Aim = Set down word for word the part of the forum thread on client proofing software that runs from "# Best Client" up to and including "solutions like SmugMug.".

Source document =
════════

# Best Client Proofing software??



## kelmom

Hello all!

I have just started a photography business and have decided that I would like to host my own client proofing section instead of using online solutions like SmugMug.

Do you know of any software out there that does this?

TIA 

~Kellie


----------



## itznfb

with Picasa3 you can take a folder of images and output them as a website. if that's what you're looking for?

i created this page with Picasa3 MGRoberts.com - Photography 
if you click on the first set of Zoo pictures of the orange cat at the bottom there are galleries under those. the only 2 i finished so far.
i did some minor edits with the links and such. easy to edit the html. you can download separate templates as well. it's not the best looking but it gets the job done.


----------



## Big Mike

Photocart.  I highly recommend it.  

It's a one time purchase and it is loaded onto you own web site.  It's very customizable, with tons of options.  I use it myself and I know many pro photographers who use it as well.


----------



## kelmom

itznfb said:


> with Picasa3 you can take a folder of images and output them as a website. if that's what you're looking for?
> 
> i created this page with Picasa3 MGRoberts.com - Photography
> if you click on the first set of Zoo pictures of the orange cat at the bottom there are galleries under those. the only 2 i finished so far.
> i did some minor edits with the links and such. easy to edit the html. you can download separate templates as well. it's not the best looking but it gets the job done.



Can you password protect some of the galleries?


----------



## SpeedTrap

Big Mike said:


> Photocart. I highly recommend it.
> 
> It's a one time purchase and it is loaded onto you own web site. It's very customizable, with tons of options. I use it myself and I know many pro photographers who use it as well.


 

+1


----------



## itznfb

kelmom said:


> Can you password protect some of the galleries?


 
i know there are templates that give you differents options and looks. but i haven't played around with it too much yet and i don't know that off top of my head. i'll have to check when i get home.

i belive there are some templates that give you purchasing options, but i could be wrong. so if you need that then the Photocart the others have suggested would probably be your best bet.

if you don't need that then at least Picasa gives you the ease of use feature.


----------

════════

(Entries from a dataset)
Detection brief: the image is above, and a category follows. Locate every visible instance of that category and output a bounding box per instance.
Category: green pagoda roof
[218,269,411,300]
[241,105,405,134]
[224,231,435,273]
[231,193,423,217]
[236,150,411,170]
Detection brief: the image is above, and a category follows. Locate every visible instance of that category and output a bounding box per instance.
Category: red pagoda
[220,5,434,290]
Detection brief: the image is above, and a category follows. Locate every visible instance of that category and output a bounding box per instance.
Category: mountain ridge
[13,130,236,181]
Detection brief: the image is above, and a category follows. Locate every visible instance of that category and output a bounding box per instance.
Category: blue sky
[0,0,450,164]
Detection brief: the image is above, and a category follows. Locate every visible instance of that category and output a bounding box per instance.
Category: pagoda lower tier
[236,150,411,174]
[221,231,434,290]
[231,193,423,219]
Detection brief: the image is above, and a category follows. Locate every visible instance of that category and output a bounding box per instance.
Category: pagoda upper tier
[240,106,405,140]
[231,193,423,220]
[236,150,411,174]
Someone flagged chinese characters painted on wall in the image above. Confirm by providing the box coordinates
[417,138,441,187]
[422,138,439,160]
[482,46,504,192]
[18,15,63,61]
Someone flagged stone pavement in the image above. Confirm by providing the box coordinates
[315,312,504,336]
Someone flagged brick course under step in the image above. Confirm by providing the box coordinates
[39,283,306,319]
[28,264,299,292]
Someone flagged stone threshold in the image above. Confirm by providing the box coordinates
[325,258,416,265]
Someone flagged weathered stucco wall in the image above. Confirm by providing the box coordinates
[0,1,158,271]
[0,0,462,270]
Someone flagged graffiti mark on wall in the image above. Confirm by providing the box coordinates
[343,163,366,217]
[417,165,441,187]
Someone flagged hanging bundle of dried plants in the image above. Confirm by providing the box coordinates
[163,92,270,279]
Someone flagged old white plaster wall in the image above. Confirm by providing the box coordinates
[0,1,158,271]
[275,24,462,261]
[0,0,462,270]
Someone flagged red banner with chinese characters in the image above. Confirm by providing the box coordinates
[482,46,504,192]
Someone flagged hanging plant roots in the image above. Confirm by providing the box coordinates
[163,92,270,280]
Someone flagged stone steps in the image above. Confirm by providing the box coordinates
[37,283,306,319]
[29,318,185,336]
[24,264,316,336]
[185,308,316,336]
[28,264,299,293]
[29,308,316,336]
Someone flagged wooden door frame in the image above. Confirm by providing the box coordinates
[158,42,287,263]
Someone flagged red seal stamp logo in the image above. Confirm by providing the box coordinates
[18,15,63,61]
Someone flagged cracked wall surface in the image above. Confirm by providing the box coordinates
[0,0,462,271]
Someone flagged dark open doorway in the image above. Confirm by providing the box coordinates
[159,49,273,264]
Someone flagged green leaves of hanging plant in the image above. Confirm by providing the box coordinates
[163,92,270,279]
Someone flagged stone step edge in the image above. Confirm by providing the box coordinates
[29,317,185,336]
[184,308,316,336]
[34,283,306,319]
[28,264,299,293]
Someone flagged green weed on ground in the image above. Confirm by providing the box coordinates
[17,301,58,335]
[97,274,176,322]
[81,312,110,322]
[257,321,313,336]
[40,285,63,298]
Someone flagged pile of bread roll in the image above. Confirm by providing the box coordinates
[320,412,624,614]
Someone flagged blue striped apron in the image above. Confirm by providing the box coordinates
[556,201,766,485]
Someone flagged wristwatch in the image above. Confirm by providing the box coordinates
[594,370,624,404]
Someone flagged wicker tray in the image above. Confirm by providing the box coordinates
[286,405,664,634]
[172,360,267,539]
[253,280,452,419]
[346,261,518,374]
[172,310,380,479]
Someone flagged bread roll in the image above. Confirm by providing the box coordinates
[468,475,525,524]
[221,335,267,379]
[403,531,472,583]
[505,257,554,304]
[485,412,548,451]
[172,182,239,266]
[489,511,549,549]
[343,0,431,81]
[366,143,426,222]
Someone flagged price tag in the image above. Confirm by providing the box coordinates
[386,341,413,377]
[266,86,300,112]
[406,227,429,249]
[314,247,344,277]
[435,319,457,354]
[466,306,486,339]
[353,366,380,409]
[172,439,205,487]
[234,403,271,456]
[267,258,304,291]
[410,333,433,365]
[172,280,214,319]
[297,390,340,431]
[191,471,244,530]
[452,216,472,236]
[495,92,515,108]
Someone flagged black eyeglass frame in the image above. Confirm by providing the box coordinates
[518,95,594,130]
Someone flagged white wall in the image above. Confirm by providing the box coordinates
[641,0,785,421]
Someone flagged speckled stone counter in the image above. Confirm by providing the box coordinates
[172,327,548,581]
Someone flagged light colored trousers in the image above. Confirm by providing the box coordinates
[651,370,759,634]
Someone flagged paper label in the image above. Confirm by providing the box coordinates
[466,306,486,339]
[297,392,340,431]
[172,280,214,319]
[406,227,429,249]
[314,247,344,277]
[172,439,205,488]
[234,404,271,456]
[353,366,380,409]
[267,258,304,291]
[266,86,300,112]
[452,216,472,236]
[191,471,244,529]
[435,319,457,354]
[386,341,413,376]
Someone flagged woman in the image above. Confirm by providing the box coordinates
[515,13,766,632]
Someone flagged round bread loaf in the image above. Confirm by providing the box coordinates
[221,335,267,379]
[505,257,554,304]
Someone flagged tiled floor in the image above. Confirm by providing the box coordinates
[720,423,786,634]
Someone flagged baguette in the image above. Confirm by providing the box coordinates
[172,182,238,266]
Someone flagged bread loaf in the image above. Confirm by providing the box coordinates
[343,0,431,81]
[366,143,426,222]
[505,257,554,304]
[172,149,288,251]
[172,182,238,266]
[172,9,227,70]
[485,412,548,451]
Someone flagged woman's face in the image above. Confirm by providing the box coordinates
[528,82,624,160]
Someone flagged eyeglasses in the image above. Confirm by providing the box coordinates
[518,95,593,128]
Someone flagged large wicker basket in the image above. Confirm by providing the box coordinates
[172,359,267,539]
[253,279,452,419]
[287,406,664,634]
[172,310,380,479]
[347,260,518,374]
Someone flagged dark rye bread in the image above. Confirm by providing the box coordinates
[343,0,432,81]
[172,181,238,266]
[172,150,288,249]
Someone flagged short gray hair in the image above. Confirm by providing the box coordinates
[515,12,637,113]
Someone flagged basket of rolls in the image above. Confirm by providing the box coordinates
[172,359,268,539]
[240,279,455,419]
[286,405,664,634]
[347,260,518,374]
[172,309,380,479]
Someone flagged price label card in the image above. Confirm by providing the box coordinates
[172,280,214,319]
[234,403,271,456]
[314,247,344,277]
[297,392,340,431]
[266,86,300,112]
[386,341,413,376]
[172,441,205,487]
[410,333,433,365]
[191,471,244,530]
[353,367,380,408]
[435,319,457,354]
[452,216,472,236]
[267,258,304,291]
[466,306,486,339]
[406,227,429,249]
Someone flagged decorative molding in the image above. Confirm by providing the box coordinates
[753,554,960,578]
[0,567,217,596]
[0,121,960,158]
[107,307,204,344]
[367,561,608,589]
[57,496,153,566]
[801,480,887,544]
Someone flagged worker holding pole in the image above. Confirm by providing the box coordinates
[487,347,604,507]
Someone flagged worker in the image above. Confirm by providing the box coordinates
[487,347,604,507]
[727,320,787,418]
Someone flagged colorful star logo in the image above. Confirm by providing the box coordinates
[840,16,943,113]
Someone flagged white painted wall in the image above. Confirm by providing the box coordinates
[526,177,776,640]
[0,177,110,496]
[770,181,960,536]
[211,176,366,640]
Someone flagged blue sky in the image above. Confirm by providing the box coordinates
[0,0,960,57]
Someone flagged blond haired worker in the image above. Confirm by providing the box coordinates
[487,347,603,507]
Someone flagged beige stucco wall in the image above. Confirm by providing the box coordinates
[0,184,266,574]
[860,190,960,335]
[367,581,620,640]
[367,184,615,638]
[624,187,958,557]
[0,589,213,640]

════════

Correct answer =
# Best Client Proofing software??



## kelmom

Hello all!

I have just started a photography business and have decided that I would like to host my own client proofing section instead of using online solutions like SmugMug.